**Task directions:** Format the material below as a Markdown table with two columns, Row and Line. Give each nonblank line its own numbered row, and leave the pictures out.

**Records for this exercise:**
——————

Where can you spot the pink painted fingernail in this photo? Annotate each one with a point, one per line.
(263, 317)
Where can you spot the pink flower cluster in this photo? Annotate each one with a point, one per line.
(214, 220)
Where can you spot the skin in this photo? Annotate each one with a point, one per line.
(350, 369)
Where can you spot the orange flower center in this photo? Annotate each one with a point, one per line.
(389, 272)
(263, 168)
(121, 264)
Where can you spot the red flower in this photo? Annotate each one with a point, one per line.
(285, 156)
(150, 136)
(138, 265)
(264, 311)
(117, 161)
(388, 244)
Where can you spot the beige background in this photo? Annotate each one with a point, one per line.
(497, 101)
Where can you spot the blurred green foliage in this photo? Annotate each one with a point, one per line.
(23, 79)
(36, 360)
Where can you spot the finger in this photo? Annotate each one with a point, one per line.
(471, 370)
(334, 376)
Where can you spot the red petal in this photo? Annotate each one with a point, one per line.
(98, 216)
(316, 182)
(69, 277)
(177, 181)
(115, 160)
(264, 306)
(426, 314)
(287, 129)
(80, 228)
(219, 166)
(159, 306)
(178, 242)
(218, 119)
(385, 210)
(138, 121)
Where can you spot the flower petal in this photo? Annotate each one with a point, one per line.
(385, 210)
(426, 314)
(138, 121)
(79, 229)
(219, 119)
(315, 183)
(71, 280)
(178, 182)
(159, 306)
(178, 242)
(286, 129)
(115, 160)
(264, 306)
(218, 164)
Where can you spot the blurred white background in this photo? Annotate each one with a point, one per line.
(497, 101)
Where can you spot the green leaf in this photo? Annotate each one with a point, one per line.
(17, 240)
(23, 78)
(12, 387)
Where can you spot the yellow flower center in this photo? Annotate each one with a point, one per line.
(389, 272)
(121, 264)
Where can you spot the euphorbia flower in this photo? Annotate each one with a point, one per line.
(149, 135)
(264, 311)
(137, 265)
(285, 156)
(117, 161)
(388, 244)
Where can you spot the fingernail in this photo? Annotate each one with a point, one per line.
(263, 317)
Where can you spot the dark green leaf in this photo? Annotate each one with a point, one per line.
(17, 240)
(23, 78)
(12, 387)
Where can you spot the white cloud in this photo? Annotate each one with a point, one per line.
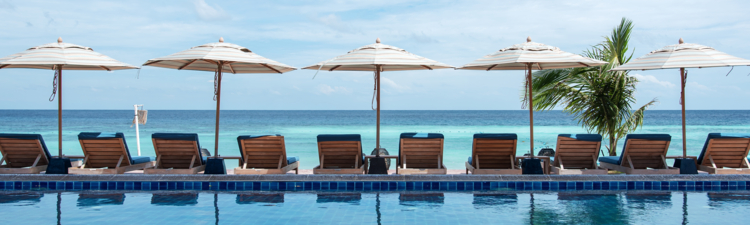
(652, 80)
(210, 13)
(328, 90)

——————

**Result of the exercise:**
| Row | Line |
|---|---|
| 1 | Where can you spot the pink painted fingernail in this photo? Annotate each one with a point, one per line. |
| 2 | (263, 317) |
| 3 | Where can you spot the pink flower cluster in this photo? Annotate each one with a point, one per line. |
| 4 | (214, 220) |
| 5 | Where can you spot the skin in this photo? Annotate each one with a point, one per line. |
| 6 | (350, 369) |
| 7 | Where can you spot the orange flower center in this photo? Annotate each one with a point, one per line. |
| 8 | (389, 272) |
| 9 | (263, 168) |
| 10 | (121, 264) |
| 11 | Where can you spot the red flower in this photo? Annotate each one with a point, one per line. |
| 12 | (285, 156) |
| 13 | (150, 136) |
| 14 | (138, 265) |
| 15 | (264, 311) |
| 16 | (117, 161) |
| 17 | (388, 244) |
| 18 | Where can you spot the beige background in this photo? Annotate each one with a point, one per line. |
| 19 | (497, 101) |
| 20 | Where can you spot the blurred green foliage in this photo? Annotate each one with a point, one per line. |
| 21 | (23, 79) |
| 22 | (36, 360) |
| 23 | Where can you spot the finger in this photo? Annotate each one with a point, one per line. |
| 24 | (471, 370) |
| 25 | (334, 376) |
| 26 | Where can you spot the red petal in this photo? Annotate each one with a point, one per line. |
| 27 | (98, 216) |
| 28 | (316, 182) |
| 29 | (69, 277) |
| 30 | (177, 181) |
| 31 | (115, 160) |
| 32 | (264, 306) |
| 33 | (426, 314) |
| 34 | (287, 129) |
| 35 | (80, 228) |
| 36 | (219, 166) |
| 37 | (159, 306) |
| 38 | (178, 242) |
| 39 | (218, 119) |
| 40 | (385, 210) |
| 41 | (138, 121) |
| 42 | Where can you spot the flower petal in this photo? Annotate each one with a point, one per line. |
| 43 | (385, 210) |
| 44 | (426, 314) |
| 45 | (138, 121) |
| 46 | (79, 229) |
| 47 | (219, 119) |
| 48 | (315, 183) |
| 49 | (71, 280) |
| 50 | (178, 182) |
| 51 | (159, 306) |
| 52 | (178, 242) |
| 53 | (286, 129) |
| 54 | (115, 160) |
| 55 | (264, 306) |
| 56 | (218, 164) |
| 57 | Where can you spot the blurred white background in this photo? Annotate each one with a point, one per line. |
| 58 | (497, 101) |
| 59 | Where can you spot the green leaf in this photo? Annotate each one with a point, one per line. |
| 60 | (17, 240) |
| 61 | (23, 78) |
| 62 | (12, 387) |
| 63 | Where can you spot the yellow flower center in this photo? Annotate each one with a point, one per line. |
| 64 | (389, 272) |
| 65 | (121, 264) |
| 66 | Where can you spot the euphorbia flower in this photo? Annotate each one with a point, one per line. |
| 67 | (149, 135) |
| 68 | (264, 311) |
| 69 | (137, 265) |
| 70 | (285, 156) |
| 71 | (117, 161) |
| 72 | (388, 244) |
| 73 | Where can you spot the fingernail in this photo? Annotate each one with a point, one per line. |
| 74 | (263, 317) |
| 75 | Where can you spot the dark green leaf in this photo? Annotate each one with a point, one per line. |
| 76 | (17, 240) |
| 77 | (23, 78) |
| 78 | (12, 387) |
| 79 | Where can you spot the white cloud in this photo? Annotate each one with a point, one per line. |
| 80 | (652, 80) |
| 81 | (210, 13) |
| 82 | (328, 90) |